### WORK TO DO
Reproduce every line of the records below, requests included, adding 70 to each coordinate in the answers.

--- begin ---

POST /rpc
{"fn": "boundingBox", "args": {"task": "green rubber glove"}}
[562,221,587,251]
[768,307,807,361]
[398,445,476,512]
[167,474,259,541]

--- end ---

### EXERCISE RESULT
POST /rpc
{"fn": "boundingBox", "args": {"task": "green rubber glove"}}
[632,291,657,321]
[838,377,877,431]
[468,515,546,582]
[237,544,329,611]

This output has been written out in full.